PAGE EXCERPT:
•••

Robot-Taxis: What is their purpose?

May Mobility's recent announcement of its third rider-only deployment in the United States signals a growing confidence in the maturity of autonomous vehicle technology. These milestones suggest that robotaxis are becoming increasingly capable of navigating real-world environments without human intervention. But as the industry celebrates these technological leaps, a crucial question lingers: what is the true purpose of this advancement, and are we at risk of overlooking the genuine needs of consumers in the rush to autonomy?

This assessment isn't limited to May Mobility. Industry players like Waymo, Pony.ai, and Zoox to name a few, despite their significant investments and advanced technology, also face similar challenges in addressing the diverse needs of potential users. Just like May Mobility, these companies are primarily driven by the goal of technological validation and market penetration. However, the pursuit of technological prowess should not overshadow the fundamental need to create a transportation system that is accessible and usable by everyone.

Looking at robotaxis through a "4S lens" – considering Safety, Security, Seamlessness, and Sustainability – reveals blind spots, particularly concerning inclusivity and ease of use. Are we in danger of creating a transportation future that caters only to a select subset of potential users, leaving behind significant portions of the population (the WHO estimated that 16% of the world population experience a significant disability)?

Currently, the robotaxi narrative often seems tailored to a digitally fluent and physically capable demographic. However, a closer look reveals several groups who are likely to struggle with the emerging robotaxi paradigm:

Digital Illiteracy: A Significant Barrier: The assumption of universal digital literacy is a critical flaw. Many individuals, especially older adults and those from less digitally connected communities, are not "digital natives." Reliance on smartphone apps and complex digital interfaces for booking, managing, and interacting with robotaxis creates a substantial barrier for these populations, effectively excluding them from accessing this potentially transformative service.

•••

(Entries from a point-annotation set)

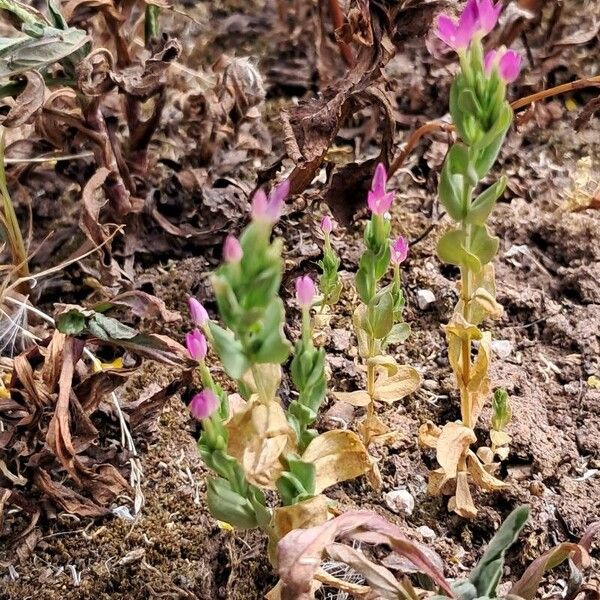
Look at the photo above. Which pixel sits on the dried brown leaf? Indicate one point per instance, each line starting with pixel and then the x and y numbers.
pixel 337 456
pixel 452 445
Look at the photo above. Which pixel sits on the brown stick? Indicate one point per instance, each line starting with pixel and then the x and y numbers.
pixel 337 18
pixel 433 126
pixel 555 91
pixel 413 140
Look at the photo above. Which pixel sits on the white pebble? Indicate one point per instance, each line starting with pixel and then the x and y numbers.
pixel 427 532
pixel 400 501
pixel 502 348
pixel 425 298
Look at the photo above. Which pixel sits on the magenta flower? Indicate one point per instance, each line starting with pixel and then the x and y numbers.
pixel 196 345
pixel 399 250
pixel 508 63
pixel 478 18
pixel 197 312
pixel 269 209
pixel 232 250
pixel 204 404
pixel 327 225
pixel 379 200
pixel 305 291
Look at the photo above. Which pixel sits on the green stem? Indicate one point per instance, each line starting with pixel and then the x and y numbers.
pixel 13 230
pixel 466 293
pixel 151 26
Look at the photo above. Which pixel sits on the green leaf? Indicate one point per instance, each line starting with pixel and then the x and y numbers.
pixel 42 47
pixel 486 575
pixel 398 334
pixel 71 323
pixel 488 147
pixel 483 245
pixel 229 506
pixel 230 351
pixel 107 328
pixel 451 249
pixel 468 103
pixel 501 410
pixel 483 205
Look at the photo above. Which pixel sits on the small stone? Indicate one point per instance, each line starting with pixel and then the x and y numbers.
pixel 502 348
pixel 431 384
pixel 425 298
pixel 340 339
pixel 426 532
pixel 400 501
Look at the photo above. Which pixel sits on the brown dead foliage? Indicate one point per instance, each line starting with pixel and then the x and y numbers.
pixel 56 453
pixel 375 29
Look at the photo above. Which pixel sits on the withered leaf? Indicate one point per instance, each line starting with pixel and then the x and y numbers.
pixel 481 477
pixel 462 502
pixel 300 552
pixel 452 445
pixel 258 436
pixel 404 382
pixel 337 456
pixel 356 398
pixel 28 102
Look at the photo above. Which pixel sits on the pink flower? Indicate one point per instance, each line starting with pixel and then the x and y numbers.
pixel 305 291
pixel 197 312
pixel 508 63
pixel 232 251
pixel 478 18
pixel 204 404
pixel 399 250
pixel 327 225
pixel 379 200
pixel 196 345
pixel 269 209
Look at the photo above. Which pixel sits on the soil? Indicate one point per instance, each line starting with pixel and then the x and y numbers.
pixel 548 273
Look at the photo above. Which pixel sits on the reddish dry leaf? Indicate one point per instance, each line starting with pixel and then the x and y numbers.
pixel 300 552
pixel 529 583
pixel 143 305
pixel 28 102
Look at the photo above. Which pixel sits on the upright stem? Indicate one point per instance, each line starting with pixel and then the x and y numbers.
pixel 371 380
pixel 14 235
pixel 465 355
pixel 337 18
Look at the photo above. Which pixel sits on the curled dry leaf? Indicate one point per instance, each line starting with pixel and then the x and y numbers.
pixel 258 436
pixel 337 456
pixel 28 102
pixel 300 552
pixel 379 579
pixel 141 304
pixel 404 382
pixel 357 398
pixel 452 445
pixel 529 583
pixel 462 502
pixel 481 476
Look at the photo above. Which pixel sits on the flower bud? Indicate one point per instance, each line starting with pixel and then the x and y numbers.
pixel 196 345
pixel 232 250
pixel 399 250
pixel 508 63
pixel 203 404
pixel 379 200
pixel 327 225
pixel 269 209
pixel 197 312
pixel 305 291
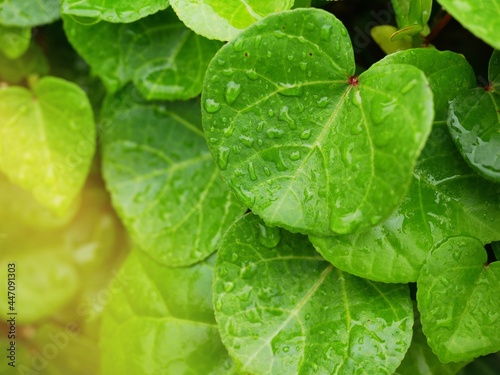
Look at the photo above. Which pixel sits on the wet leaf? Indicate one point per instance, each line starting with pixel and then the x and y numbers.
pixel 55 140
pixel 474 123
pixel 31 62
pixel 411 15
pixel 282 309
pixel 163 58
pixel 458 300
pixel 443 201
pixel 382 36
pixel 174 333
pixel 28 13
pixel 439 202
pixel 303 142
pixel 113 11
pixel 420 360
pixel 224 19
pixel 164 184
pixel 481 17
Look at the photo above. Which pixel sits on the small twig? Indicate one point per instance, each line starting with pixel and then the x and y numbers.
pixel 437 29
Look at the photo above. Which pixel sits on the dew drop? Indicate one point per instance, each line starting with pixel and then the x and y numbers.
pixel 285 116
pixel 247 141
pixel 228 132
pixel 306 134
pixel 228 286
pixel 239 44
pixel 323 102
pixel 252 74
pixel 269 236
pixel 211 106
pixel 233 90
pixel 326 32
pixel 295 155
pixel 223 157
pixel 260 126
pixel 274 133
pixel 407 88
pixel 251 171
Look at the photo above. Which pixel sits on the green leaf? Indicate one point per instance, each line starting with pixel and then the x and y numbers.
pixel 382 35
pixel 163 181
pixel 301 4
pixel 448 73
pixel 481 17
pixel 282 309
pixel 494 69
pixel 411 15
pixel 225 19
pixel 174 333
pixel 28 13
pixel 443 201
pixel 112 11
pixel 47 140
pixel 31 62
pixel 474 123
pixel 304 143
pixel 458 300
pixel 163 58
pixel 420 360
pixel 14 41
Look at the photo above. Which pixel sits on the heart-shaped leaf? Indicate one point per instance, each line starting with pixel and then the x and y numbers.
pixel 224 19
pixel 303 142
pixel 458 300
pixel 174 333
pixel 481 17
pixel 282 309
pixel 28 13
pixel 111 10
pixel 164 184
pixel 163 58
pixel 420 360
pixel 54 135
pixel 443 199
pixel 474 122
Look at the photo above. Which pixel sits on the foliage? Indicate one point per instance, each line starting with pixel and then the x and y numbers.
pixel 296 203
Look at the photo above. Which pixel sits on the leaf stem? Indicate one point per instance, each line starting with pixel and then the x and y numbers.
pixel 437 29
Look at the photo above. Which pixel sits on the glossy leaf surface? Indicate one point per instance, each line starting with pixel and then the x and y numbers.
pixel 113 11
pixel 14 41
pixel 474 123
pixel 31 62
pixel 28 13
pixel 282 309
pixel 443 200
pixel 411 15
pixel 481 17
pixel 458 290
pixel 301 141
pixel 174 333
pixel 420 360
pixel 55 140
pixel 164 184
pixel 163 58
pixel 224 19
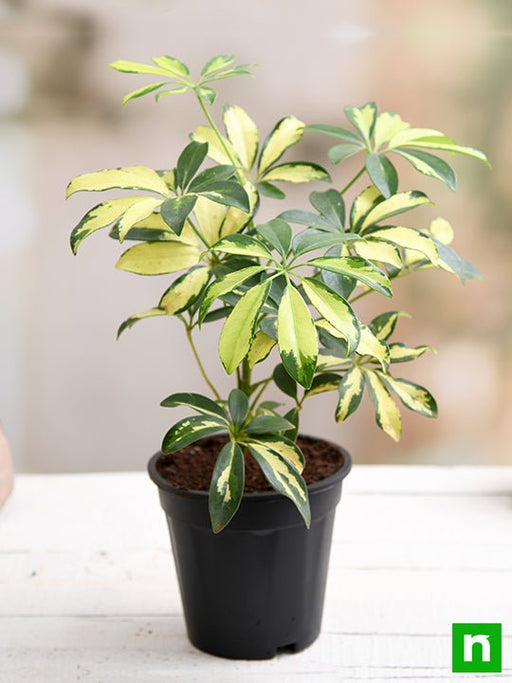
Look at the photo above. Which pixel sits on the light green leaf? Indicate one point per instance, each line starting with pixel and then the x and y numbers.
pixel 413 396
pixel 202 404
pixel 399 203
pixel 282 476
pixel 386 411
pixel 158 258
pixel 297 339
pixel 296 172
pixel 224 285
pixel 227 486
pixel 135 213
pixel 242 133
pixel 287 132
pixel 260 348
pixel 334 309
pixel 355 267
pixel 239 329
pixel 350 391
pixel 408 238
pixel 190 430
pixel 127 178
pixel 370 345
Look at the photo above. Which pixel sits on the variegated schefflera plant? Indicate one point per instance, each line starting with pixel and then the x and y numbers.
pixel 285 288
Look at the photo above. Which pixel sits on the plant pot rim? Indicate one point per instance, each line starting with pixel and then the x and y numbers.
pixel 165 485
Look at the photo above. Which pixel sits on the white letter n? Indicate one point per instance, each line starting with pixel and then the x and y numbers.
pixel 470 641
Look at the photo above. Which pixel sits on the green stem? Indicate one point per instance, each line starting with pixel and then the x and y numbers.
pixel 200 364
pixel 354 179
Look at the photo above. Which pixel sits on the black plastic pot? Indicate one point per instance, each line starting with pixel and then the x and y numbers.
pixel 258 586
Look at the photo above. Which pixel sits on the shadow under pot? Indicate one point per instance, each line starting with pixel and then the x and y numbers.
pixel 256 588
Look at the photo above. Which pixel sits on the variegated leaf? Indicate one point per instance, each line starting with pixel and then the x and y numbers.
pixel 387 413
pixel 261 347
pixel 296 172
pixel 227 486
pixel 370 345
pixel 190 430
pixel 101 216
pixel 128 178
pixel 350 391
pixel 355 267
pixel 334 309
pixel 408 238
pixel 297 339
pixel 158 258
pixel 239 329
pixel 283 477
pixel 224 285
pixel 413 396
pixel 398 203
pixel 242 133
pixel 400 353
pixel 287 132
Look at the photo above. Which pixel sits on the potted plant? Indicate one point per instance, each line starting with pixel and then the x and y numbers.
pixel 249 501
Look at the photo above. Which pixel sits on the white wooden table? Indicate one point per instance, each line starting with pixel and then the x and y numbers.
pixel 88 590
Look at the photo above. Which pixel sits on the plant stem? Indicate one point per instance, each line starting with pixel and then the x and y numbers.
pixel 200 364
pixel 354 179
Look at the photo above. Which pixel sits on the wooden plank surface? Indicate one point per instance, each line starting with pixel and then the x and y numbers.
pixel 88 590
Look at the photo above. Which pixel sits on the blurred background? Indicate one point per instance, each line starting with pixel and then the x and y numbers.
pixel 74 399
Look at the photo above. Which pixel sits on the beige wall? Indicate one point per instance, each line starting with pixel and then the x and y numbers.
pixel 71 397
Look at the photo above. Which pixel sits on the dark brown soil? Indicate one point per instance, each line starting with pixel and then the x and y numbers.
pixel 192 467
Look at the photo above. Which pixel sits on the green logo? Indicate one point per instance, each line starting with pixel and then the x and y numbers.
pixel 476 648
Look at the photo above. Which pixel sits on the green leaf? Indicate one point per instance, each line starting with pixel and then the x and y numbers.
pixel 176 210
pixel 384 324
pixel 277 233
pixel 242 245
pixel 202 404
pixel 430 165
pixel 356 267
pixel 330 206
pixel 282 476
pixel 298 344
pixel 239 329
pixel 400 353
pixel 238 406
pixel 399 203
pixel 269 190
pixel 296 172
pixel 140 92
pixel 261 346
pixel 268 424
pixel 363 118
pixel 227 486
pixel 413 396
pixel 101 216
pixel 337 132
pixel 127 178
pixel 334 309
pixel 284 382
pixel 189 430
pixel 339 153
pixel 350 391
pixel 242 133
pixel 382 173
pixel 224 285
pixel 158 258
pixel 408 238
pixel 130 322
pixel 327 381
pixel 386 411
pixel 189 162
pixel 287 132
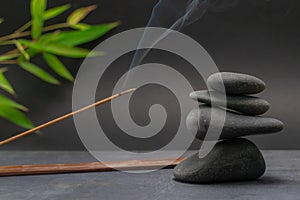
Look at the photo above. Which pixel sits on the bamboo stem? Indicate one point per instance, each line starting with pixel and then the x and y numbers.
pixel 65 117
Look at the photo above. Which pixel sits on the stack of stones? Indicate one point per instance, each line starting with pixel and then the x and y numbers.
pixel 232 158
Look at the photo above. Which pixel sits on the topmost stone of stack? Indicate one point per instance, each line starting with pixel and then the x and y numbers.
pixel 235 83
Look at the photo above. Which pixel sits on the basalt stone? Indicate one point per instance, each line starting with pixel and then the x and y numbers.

•••

TASK STATEMENT: Print the passage of the robotaxi article from "Currently, the robotaxi" up to and including "potentially transformative service.".

RESPONSE TO THIS EXERCISE:
Currently, the robotaxi narrative often seems tailored to a digitally fluent and physically capable demographic. However, a closer look reveals several groups who are likely to struggle with the emerging robotaxi paradigm:

Digital Illiteracy: A Significant Barrier: The assumption of universal digital literacy is a critical flaw. Many individuals, especially older adults and those from less digitally connected communities, are not "digital natives." Reliance on smartphone apps and complex digital interfaces for booking, managing, and interacting with robotaxis creates a substantial barrier for these populations, effectively excluding them from accessing this potentially transformative service.